EXERCISE DATA ::

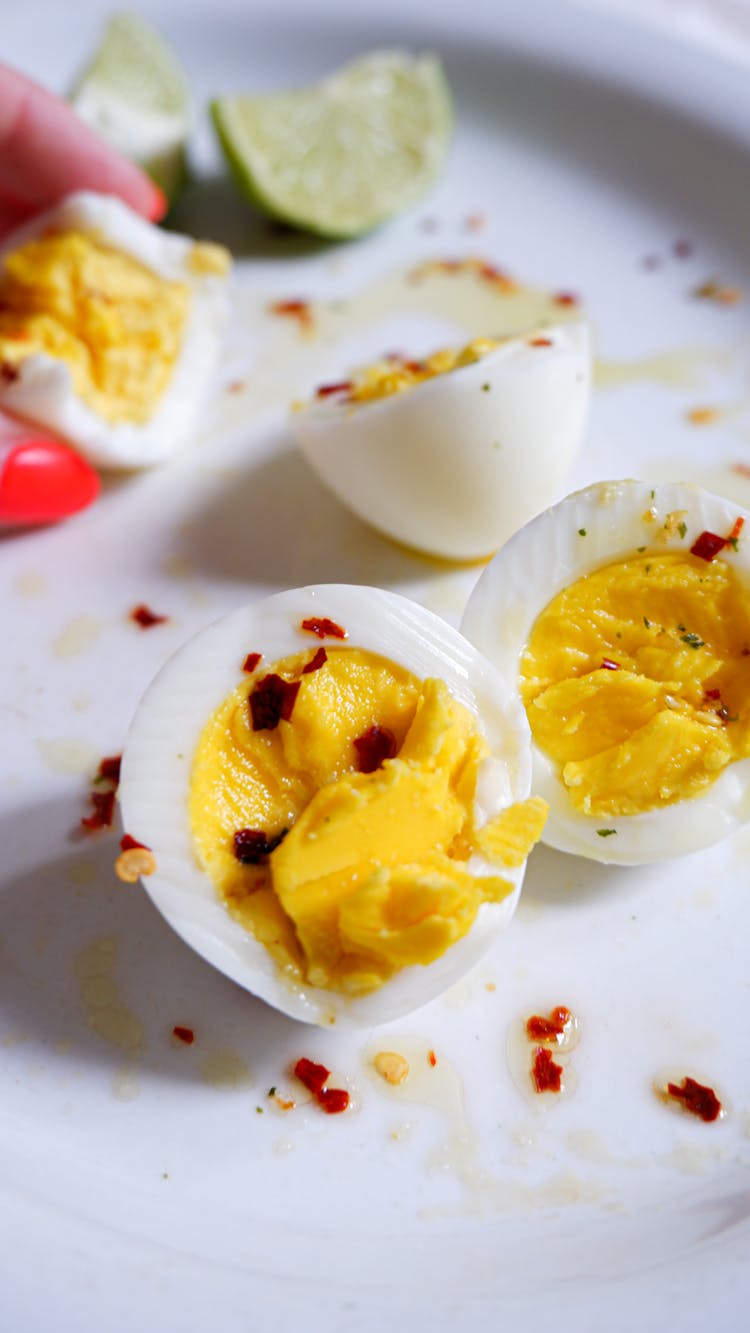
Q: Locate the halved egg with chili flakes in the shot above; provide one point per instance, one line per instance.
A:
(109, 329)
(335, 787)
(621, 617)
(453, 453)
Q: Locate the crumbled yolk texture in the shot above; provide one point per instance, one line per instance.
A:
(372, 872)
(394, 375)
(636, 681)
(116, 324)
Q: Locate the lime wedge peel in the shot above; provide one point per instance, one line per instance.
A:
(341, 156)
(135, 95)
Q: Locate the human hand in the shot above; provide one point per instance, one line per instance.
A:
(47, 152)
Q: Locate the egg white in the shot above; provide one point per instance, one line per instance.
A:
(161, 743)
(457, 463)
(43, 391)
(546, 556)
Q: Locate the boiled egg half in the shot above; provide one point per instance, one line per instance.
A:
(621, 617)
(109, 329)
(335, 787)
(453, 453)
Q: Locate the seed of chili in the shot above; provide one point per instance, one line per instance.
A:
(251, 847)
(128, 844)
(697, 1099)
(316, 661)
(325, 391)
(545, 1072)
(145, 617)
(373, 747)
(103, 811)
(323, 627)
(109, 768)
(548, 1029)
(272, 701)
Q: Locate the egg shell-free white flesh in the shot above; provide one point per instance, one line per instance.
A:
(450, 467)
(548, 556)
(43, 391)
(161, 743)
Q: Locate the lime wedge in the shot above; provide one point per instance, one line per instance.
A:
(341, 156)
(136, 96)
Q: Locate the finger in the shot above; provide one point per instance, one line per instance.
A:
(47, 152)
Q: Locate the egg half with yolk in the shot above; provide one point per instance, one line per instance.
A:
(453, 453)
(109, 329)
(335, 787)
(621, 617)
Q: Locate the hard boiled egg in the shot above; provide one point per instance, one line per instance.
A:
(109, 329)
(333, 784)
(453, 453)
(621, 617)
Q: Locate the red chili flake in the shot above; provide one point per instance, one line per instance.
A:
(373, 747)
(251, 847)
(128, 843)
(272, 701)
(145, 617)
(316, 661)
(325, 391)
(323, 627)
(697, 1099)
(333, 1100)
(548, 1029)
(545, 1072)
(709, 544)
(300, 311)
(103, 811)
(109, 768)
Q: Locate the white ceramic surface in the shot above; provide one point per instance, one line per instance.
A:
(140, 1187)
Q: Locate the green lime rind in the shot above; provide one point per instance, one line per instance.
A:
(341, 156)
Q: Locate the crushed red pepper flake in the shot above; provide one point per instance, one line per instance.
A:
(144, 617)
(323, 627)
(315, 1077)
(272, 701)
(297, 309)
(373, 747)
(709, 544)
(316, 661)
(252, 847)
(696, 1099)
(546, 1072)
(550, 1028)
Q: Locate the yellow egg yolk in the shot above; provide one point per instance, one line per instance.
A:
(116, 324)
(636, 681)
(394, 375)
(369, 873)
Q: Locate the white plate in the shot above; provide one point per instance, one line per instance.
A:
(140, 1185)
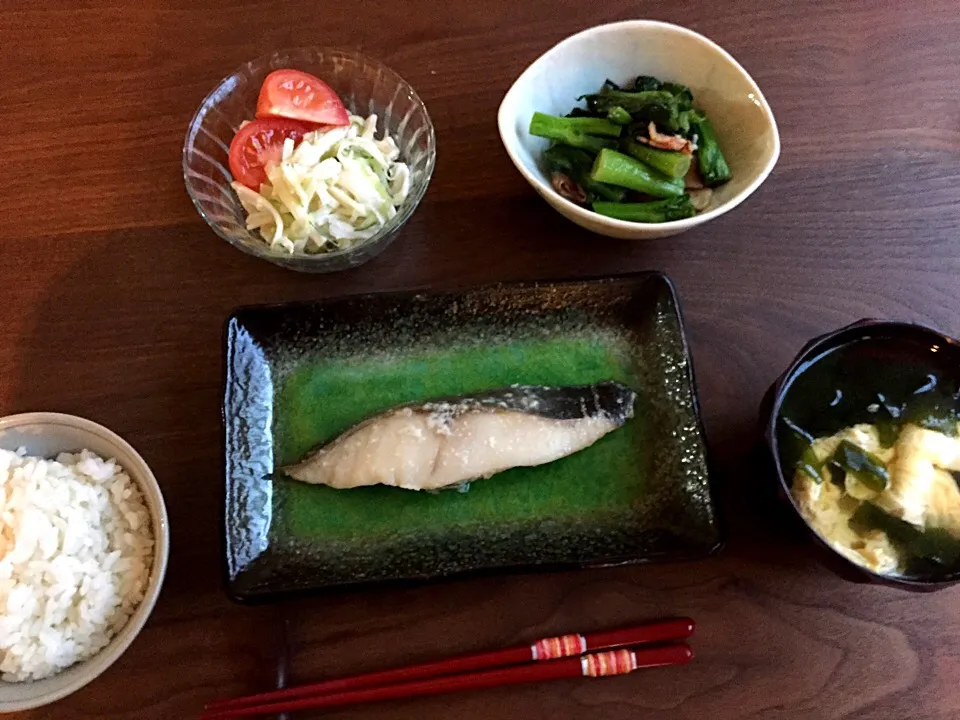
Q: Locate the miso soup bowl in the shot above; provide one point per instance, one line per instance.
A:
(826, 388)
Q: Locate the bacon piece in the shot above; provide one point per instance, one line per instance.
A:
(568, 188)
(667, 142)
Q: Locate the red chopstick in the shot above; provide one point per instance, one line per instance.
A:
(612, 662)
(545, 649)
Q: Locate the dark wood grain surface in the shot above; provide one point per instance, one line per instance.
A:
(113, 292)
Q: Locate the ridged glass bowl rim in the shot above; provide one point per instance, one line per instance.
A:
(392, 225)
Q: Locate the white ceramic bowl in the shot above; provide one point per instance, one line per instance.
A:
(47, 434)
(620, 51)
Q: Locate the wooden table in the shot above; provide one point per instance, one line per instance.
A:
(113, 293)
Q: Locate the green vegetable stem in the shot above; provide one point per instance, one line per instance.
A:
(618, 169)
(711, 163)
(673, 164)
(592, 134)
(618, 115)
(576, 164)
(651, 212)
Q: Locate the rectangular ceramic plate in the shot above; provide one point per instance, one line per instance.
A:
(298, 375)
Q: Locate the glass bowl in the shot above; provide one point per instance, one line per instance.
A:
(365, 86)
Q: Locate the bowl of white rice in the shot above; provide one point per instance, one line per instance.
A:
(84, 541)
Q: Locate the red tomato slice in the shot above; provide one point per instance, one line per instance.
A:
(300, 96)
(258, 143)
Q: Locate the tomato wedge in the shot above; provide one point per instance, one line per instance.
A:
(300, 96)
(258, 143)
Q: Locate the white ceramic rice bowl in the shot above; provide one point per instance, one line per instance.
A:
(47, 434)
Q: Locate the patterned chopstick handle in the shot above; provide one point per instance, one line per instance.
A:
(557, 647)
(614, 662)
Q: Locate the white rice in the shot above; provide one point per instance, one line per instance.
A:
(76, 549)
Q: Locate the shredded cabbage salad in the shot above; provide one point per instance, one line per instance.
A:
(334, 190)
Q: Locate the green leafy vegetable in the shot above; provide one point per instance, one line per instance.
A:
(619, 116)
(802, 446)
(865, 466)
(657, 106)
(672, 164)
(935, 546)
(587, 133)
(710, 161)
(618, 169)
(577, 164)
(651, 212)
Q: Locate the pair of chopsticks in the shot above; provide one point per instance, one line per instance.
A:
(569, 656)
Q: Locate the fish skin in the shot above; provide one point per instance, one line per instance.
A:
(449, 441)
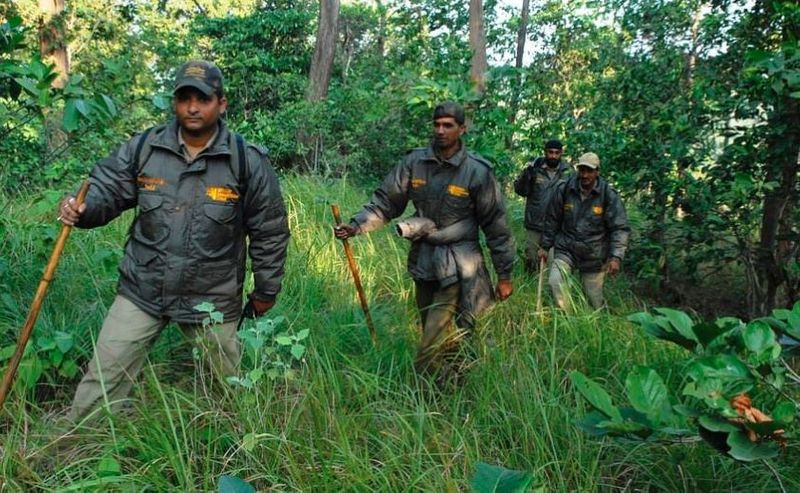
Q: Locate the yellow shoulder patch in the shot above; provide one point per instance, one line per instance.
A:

PROBLEM TO WORK ON :: Retype every record above exactly as written, but leave out the pictures.

ANSWER IN FULL ::
Q: Locate the halved egg with chili flakes in the shot above; provide one point per instance, one line per instance.
A:
(109, 329)
(335, 787)
(621, 617)
(453, 453)
Q: Locate the crumbled yolk texture in the shot above; provide one point per instance, one line per instance.
A:
(372, 872)
(394, 375)
(636, 681)
(116, 324)
Q: Locate the lime wedge peel in the shot above; provide one point per instance, one line per instance.
A:
(341, 156)
(135, 95)
Q: Locate the human hand in the shot above; provide one point per instance, one line per instance.
A:
(47, 152)
Q: Locate the egg white in the shot above; provide one point per instance, one line per instance.
A:
(161, 743)
(457, 463)
(43, 391)
(546, 556)
Q: Locate the boiled egg half in the shot above; provide one point per instance, one line per instance.
A:
(621, 617)
(109, 329)
(335, 787)
(453, 453)
Q: Locate the seed of chili in the shot above; provide one point per instance, one line per instance.
A:
(251, 847)
(128, 844)
(697, 1099)
(316, 661)
(325, 391)
(545, 1072)
(145, 617)
(373, 747)
(103, 811)
(323, 627)
(109, 768)
(548, 1029)
(272, 701)
Q: Locate the egg shell-free white flesh in the shot above; provide one point per instance, one line per instance.
A:
(450, 467)
(548, 556)
(43, 391)
(161, 743)
Q: Locate the lime wedge in the shot above; provide one point per instance, one line per instance.
A:
(341, 156)
(136, 96)
Q: Locate the finger in the shot above; provide one point per instance, one line per instance.
A:
(47, 152)
Q: Locate the egg half with yolk in the shot above; provide one point per instance, one line per instance.
A:
(453, 453)
(109, 329)
(335, 787)
(621, 617)
Q: Locate the hard boiled egg in the shot above; provide one point per instance, one line per instance.
A:
(109, 329)
(333, 784)
(453, 453)
(621, 617)
Q: Locate the red chili flake in the shot above; provide one point per instance, one line per instance.
A:
(373, 747)
(251, 847)
(128, 843)
(272, 701)
(145, 617)
(316, 661)
(325, 391)
(323, 627)
(697, 1099)
(333, 1100)
(548, 1029)
(545, 1072)
(709, 544)
(300, 311)
(103, 811)
(109, 768)
Q: Locate the white ceramic surface in the shot above; provide one point per instance, one line per instance.
A:
(140, 1187)
Q: Locate the green lime rind in the shot above; provide one point per instance, one line per instance.
A:
(341, 156)
Q: Locate the crushed red pepper flake in the shot above; provide one point per instance, one line per instance.
A:
(144, 617)
(323, 627)
(315, 1077)
(272, 701)
(297, 309)
(373, 747)
(709, 544)
(316, 661)
(252, 847)
(696, 1099)
(546, 1072)
(550, 1028)
Q: Locate the yellow egg yolk in the shot above; provide one point per instance, one line per instance.
A:
(116, 324)
(636, 681)
(394, 375)
(369, 873)
Q: Locate the white plate in the shot above; provide one point per instance, one line per instance.
A:
(140, 1185)
Q: Locate the miso soup bowl in the shot above; provide one point per instance, one line per instance.
A:
(826, 388)
Q: Locate the bacon piece in the shot above; provide one point per instance, one line per instance.
A:
(568, 188)
(667, 142)
Q: Locate the red chopstick in the shot above; provide one point per instance, one line per instance.
A:
(612, 662)
(545, 649)
Q: Locate the dark wood grain surface in the shot above; provide one point per instance, one line per instance.
A:
(113, 292)
Q: Locate the ridged glass bowl rim in the shot above; provide one point per instance, one line per instance.
A:
(392, 225)
Q: Locate the white ceramic bowl in the shot above; provide one point per instance, one line per instance.
A:
(47, 434)
(620, 51)
Q: Locate the wooden table in the shot above; provide one point per instance, one line per instance.
A:
(113, 293)
Q: Locate the green vegetable stem in the shot above; provide one point per instance, one line per instance.
A:
(618, 169)
(711, 163)
(673, 164)
(592, 134)
(618, 115)
(576, 164)
(651, 212)
Q: Locate the rectangular ceramic plate in the shot above; provide one point per instance, one line per instance.
A:
(298, 375)
Q: Locate the glass bowl in the shot above; provide one point per instance, one line per instance.
A:
(365, 86)
Q: Locate the bowl of white rice in the shot above; provide one point per instance, one line per instance.
A:
(84, 541)
Q: Locate the red tomato slice in the shot above; provide one point per instance, one line per instance.
A:
(300, 96)
(258, 143)
Q: Locate the tomato wedge in the shot above; provide one point per instance, one line per instance.
A:
(300, 96)
(258, 143)
Q: Locate the white ceramic rice bowl in the shot above; provide one point per instance, one line per instance.
A:
(47, 434)
Q: Locate the patterned chopstick handle in the shot above; provide one point per instance, one line per instance.
A:
(557, 647)
(614, 662)
Q: Locate the white rice in the shot above; provide one point per instance, one line per instance.
A:
(76, 549)
Q: Locate the shredded cabbage salad in the shot above; provide one point per instance, one line per instance.
A:
(334, 190)
Q: Locate the green leafy vegetable in the shot above; provide one point per instance, one line per instance.
A:
(619, 116)
(802, 446)
(865, 466)
(657, 106)
(672, 164)
(935, 546)
(587, 133)
(710, 161)
(618, 169)
(577, 164)
(651, 212)
Q: Locate the pair of chopsticks in the shot above; provide one point per instance, one line per instance.
A:
(569, 656)
Q: Locate the fish skin in the shot above; provide one point per instance, one line per instance.
A:
(449, 441)
Q: Locate the yellow shoulder patch in the shot above; provide one point per instance, one line per instance.
A:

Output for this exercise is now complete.